## START Stored records

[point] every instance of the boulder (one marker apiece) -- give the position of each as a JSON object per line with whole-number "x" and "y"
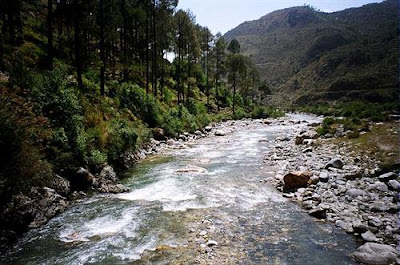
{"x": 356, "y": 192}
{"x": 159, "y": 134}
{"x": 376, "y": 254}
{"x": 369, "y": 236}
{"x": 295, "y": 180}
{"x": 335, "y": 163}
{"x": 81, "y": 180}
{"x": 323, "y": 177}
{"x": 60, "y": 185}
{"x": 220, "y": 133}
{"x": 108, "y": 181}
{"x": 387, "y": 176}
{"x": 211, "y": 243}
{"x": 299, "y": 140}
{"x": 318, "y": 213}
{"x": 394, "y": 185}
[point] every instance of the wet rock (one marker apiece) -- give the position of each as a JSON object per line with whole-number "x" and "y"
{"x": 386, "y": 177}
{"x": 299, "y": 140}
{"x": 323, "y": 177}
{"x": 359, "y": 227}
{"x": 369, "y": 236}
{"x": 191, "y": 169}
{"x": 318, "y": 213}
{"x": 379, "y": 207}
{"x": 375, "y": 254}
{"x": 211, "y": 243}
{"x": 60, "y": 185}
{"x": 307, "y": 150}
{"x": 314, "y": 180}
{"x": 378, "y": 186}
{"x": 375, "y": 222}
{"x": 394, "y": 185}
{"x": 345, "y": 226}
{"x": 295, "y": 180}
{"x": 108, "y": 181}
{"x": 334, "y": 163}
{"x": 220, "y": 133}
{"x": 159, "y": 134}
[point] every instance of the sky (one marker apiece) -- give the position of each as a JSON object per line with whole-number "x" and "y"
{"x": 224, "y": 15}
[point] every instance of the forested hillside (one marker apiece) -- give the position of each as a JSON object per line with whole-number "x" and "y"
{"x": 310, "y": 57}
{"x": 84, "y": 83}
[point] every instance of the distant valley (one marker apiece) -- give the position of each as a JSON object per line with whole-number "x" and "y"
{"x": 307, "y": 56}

## END Stored records
## START Stored records

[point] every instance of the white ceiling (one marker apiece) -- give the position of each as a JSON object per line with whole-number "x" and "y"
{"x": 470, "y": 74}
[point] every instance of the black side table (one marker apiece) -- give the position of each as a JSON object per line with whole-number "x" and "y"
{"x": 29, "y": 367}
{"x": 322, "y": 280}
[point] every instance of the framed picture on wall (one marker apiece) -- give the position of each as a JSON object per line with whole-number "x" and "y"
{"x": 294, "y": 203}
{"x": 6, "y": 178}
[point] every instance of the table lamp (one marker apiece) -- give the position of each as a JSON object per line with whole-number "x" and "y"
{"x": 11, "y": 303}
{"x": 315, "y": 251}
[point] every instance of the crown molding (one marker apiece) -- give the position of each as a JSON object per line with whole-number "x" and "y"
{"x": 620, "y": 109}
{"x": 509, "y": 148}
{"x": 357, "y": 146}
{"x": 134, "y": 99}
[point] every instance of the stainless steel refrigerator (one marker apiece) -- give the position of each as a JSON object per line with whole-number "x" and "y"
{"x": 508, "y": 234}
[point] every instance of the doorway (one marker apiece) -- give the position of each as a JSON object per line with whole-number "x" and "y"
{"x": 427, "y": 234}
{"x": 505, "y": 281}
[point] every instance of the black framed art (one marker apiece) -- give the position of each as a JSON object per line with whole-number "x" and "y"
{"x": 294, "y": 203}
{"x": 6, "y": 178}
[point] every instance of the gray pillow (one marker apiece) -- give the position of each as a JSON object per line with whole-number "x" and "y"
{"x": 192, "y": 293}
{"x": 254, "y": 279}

## END Stored records

Instructions to follow = Locate each line of the data above that contains the string "black" and copy every such line. The match is case-sensitive.

Full solution =
[point] every instance of the black side table (one marker apiece) -- give the position of each as a JSON object per line with whole-number "x" and "y"
[point] every instance of the black framed art (one marker apiece) -- give the position of each as a JSON object per line with whole-number "x" and "y"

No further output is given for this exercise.